--- Begin ---
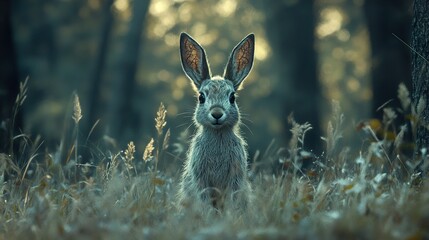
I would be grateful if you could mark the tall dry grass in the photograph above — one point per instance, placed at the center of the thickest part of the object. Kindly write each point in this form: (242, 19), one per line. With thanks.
(379, 191)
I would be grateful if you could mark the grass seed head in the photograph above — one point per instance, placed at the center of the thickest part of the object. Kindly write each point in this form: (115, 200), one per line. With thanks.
(77, 111)
(160, 121)
(147, 155)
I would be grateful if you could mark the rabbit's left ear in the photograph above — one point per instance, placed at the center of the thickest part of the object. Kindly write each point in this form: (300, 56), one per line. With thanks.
(194, 60)
(240, 61)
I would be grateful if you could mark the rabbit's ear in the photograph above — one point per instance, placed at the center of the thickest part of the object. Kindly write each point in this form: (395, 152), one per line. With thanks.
(194, 61)
(241, 61)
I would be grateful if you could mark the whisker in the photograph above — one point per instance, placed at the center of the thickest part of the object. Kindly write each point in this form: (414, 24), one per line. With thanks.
(245, 125)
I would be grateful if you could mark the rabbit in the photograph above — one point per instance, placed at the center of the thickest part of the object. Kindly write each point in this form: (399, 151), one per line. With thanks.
(215, 170)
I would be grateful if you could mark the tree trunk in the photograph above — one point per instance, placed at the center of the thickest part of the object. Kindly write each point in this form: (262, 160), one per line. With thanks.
(420, 70)
(96, 105)
(9, 82)
(123, 119)
(290, 30)
(390, 57)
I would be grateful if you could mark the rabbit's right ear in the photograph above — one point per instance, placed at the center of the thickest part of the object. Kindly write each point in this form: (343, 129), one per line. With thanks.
(194, 61)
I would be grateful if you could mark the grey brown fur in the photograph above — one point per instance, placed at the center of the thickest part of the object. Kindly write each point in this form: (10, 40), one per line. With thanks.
(215, 172)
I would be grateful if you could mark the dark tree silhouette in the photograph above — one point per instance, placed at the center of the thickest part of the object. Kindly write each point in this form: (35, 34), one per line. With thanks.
(290, 30)
(123, 118)
(420, 69)
(390, 57)
(9, 82)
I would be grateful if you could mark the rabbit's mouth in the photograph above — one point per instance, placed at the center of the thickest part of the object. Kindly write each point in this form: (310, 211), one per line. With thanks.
(217, 123)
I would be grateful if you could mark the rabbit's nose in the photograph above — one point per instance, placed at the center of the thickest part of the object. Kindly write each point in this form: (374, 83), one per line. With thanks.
(217, 113)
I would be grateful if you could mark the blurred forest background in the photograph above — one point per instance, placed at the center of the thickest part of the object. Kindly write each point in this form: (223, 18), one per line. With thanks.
(122, 59)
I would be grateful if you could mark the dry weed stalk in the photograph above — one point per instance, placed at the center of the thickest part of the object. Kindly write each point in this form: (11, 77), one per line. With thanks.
(20, 99)
(129, 156)
(77, 116)
(147, 155)
(160, 121)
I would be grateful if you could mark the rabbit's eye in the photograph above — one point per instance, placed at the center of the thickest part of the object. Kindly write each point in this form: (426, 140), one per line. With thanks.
(202, 98)
(232, 98)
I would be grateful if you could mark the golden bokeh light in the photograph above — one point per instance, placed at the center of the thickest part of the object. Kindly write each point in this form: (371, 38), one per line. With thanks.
(331, 20)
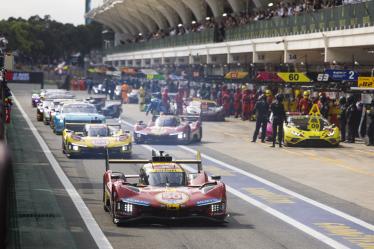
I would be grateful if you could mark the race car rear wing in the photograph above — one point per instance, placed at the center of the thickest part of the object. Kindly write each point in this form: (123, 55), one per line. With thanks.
(190, 118)
(155, 159)
(75, 127)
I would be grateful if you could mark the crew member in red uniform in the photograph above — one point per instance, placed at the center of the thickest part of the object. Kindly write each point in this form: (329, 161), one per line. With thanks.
(179, 101)
(305, 104)
(238, 102)
(269, 97)
(226, 101)
(252, 104)
(246, 100)
(165, 99)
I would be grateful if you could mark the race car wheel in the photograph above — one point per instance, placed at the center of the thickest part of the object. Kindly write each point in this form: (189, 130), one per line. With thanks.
(105, 201)
(188, 138)
(63, 147)
(113, 209)
(200, 135)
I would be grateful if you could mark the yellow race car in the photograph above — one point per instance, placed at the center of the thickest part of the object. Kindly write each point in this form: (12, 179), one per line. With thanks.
(96, 140)
(310, 130)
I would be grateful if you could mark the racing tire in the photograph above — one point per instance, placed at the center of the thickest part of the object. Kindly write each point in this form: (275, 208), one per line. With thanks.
(113, 211)
(63, 147)
(188, 139)
(200, 135)
(106, 207)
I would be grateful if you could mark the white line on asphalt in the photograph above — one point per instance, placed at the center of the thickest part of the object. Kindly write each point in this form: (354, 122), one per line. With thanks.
(319, 236)
(92, 226)
(280, 188)
(285, 190)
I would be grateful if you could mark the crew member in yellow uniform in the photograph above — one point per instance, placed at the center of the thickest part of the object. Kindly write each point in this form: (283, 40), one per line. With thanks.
(141, 98)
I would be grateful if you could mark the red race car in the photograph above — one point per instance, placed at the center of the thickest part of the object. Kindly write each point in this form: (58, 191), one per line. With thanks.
(166, 129)
(163, 190)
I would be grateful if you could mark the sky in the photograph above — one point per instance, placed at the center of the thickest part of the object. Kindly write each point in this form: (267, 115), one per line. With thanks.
(66, 11)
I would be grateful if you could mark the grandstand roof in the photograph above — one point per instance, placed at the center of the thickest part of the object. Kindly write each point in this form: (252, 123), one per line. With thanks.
(132, 17)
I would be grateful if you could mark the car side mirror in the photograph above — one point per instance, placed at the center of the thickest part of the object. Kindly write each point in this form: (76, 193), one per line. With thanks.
(216, 178)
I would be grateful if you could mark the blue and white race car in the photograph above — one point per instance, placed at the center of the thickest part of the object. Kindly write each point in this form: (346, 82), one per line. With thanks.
(76, 112)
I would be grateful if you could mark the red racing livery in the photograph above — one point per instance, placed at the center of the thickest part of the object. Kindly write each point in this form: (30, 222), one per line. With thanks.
(163, 190)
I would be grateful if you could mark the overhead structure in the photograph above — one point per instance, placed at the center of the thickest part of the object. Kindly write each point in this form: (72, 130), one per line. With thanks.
(131, 17)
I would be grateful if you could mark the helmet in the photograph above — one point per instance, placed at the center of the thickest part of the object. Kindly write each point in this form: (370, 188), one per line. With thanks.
(351, 99)
(342, 100)
(279, 97)
(261, 97)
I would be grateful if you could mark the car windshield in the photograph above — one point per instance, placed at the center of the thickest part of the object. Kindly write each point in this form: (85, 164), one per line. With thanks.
(303, 122)
(47, 103)
(162, 179)
(79, 108)
(97, 132)
(167, 122)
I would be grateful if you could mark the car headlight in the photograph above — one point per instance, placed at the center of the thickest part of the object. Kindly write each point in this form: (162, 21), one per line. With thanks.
(217, 209)
(295, 133)
(126, 208)
(126, 147)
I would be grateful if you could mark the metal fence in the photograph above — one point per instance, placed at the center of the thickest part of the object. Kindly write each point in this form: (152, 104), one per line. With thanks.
(337, 18)
(203, 37)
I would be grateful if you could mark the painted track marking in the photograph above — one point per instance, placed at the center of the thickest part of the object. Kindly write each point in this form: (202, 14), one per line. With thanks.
(90, 222)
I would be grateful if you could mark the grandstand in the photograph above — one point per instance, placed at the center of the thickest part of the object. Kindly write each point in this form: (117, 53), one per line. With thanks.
(149, 33)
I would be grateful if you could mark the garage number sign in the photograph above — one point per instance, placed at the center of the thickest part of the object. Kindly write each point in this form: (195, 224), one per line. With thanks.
(294, 77)
(365, 82)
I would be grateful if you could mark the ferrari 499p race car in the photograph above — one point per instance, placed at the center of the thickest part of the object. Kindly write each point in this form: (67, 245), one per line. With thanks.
(163, 190)
(167, 129)
(96, 140)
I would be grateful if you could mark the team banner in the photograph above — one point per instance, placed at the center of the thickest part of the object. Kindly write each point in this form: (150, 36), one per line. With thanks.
(24, 77)
(365, 82)
(341, 75)
(268, 77)
(294, 77)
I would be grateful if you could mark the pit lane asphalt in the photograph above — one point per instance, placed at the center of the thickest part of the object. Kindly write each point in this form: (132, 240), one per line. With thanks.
(248, 227)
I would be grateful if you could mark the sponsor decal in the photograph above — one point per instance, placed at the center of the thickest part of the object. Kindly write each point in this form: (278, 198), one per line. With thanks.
(172, 197)
(207, 202)
(100, 142)
(137, 202)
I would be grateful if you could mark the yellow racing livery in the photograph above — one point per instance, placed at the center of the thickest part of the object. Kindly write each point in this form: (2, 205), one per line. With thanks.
(310, 130)
(96, 139)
--- End ---
WHAT THE EXERCISE ASKS:
Your task is to transcribe the line containing "I would be grateful if you could mark the team" and every line after it, through the last line of the data, exactly as written and with nothing more.

RESULT:
I would be grateful if you could mark the team banner in the photograph above — one point per instance, placed at the center of the thickest part of the object. Kindly write each point in this form: (150, 36), one per line. With thanks.
(24, 77)
(365, 82)
(341, 75)
(268, 77)
(294, 77)
I would be grateful if you could mark the pit lane asphalt in the photograph above — one point per instance, placed at the center of the thickest part of the object. Kindly write each point in this form: (132, 240), one per line. With thanks.
(248, 227)
I would be grateful if you could mark the sponsor decal in the photograph above — one point per instance, placed at the center of the thickest part of the object. Kindly write each point in this form: (278, 198), one per line. With thanks.
(172, 197)
(207, 202)
(100, 142)
(137, 202)
I would be grateful if you could mark the yellow racing livery in the photograph above — one point per instance, placed at the center of the thickest part of the object. Kindly write each point in this form: (2, 205), one per line. With thanks.
(310, 130)
(96, 139)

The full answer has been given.